* **Aufgabenstellung**
• A. Gib die Stelle des Textauszugs von „Manchmal hatte es“ bis „Vorlesung absitzen kann.“ unverändert zurück.
• B. Wie lange ist die erzählende Person laut dem Textauszug schon in Sachen Lernen unterwegs?

* **Textauszug**
Bummelig ein halbes Jahrhundert bin ich nun in Sachen „Lernen“ unterwegs.
Mehr oder weniger intensiv, bewußt oder beiläufig.

Unsere Institutionen, die Bildung vermitteln sollen und Schrecken verbreiten, habe ich überlebt.
Gerechterweise muss ich sagen, dass ich sogar dort etwas gelernt habe. Nur eben überwiegend andere Dinge, als der Lehrplan vorsah.
Manchmal hatte es etwas mit Lust und Freude zu tun, aber eher selten.
In der Grundschule gelegentlich, bei schlauen Lehrern, die Lernen nicht mit Faktenbulimie verwechselten. Als fast Erwachsene, wenn ich meinen Neigungen folgen konnte und dabei gerne begleitet wurde.

Die Uni- es wird mir immer ein Rätsel bleiben, wie man da brav Vorlesung für Vorlesung absitzen kann.

In der Freizeit gab es den Sportverein.

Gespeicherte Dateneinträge
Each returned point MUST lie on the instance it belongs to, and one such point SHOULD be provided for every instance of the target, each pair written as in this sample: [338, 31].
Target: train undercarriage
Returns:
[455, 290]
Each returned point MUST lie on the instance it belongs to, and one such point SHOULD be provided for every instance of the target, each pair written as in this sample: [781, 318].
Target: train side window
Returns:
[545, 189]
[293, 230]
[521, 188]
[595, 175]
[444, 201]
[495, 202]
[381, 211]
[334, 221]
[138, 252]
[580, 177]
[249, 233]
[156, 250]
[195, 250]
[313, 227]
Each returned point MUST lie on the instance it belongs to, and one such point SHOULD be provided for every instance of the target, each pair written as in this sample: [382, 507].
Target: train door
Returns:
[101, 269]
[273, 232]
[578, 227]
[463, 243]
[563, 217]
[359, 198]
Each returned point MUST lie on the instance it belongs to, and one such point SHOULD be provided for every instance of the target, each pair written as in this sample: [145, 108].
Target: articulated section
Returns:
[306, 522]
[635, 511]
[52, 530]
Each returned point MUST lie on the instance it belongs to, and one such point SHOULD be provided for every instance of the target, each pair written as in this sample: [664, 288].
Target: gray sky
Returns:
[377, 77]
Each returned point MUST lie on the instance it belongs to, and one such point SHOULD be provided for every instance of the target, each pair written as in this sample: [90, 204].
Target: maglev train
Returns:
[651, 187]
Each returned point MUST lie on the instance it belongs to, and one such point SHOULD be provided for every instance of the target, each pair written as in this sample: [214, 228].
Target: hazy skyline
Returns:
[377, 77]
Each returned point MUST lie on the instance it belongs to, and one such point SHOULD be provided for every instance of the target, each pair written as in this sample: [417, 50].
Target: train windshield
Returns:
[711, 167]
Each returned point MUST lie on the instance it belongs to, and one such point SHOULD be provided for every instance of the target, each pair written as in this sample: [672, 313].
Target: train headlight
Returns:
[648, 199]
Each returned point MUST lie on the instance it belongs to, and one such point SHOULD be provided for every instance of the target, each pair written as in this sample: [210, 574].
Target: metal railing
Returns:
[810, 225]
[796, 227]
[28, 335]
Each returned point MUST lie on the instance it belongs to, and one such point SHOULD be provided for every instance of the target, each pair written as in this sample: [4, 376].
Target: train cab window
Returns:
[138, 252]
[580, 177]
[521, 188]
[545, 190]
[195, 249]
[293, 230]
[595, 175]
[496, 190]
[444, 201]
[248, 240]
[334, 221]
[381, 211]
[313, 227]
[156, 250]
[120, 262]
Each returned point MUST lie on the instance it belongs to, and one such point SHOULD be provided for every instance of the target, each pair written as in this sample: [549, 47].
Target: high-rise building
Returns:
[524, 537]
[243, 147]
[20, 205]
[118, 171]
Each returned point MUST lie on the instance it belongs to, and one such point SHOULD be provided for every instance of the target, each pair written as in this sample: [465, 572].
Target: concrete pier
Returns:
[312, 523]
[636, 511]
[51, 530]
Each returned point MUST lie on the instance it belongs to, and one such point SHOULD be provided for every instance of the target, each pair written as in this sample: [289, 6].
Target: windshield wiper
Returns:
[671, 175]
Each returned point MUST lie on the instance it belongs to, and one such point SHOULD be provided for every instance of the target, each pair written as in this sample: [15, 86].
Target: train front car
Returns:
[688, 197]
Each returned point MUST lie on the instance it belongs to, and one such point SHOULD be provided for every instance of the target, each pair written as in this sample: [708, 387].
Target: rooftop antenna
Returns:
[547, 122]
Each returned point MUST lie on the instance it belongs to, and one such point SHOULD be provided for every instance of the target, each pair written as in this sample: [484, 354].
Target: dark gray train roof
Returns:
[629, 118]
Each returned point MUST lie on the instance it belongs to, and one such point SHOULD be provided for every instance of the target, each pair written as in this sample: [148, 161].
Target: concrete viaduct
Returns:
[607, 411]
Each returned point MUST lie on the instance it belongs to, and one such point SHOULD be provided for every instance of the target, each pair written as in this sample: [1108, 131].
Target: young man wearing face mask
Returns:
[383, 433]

* **Antworten**
• A.
Manchmal hatte es etwas mit Lust und Freude zu tun, aber eher selten.
In der Grundschule gelegentlich, bei schlauen Lehrern, die Lernen nicht mit Faktenbulimie verwechselten. Als fast Erwachsene, wenn ich meinen Neigungen folgen konnte und dabei gerne begleitet wurde.

Die Uni- es wird mir immer ein Rätsel bleiben, wie man da brav Vorlesung für Vorlesung absitzen kann.

• B. Ungefähr ein halbes Jahrhundert.